╭─ Recorded information
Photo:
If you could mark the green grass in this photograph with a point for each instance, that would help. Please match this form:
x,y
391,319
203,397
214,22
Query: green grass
╰─
• _Work instructions_
Rewrite the listing with "green grass" swapped for "green lawn" wherever it occurs, leaving everything else the same.

• _Exercise answer_
Photo:
If you could mark the green lawn in this photograph with a point for each instance, that would help. Please match this form:
x,y
391,319
203,397
214,22
Query: green lawn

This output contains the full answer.